**What this task involves:**
Could you copy out, word for word, the part of the lines below that opens with the line containing "For this drill the class indicates the white road" and closes with the last line, including both of those lines?

**Dataset entries:**
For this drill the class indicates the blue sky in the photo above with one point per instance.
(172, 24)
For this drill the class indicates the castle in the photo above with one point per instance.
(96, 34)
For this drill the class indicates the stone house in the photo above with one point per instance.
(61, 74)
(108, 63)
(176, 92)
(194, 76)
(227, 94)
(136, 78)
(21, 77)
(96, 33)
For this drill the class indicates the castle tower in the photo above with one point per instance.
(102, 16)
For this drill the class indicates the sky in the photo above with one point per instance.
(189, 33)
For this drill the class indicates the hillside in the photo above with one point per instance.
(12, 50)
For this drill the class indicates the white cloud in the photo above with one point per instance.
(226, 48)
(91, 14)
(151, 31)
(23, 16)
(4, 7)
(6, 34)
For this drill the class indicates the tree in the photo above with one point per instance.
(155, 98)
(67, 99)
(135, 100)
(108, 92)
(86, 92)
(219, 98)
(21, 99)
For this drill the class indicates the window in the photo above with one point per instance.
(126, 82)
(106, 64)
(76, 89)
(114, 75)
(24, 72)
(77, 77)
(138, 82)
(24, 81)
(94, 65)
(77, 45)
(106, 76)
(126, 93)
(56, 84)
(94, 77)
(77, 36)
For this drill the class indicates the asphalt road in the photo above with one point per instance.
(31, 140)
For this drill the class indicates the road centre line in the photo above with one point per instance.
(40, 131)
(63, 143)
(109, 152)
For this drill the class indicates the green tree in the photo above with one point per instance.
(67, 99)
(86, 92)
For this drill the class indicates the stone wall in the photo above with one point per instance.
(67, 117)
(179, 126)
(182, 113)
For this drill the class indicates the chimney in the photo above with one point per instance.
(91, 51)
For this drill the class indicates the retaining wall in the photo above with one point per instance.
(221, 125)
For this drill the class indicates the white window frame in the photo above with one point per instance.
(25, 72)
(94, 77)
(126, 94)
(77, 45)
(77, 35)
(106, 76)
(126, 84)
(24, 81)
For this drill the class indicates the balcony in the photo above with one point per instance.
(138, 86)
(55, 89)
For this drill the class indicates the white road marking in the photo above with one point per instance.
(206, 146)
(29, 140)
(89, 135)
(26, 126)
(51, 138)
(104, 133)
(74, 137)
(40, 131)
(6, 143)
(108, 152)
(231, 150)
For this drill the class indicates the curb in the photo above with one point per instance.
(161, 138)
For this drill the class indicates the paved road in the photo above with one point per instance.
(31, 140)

**Response to the task:**
For this drill the class indicates the white road marking in the photo above with one point per instance.
(206, 146)
(29, 140)
(89, 135)
(26, 126)
(51, 138)
(104, 133)
(74, 137)
(40, 131)
(6, 143)
(108, 152)
(231, 150)
For this drill the class indicates the curb in the photo above with one point per instance.
(161, 138)
For this drill the class indicates the paved road in the photo above with one point per instance.
(31, 140)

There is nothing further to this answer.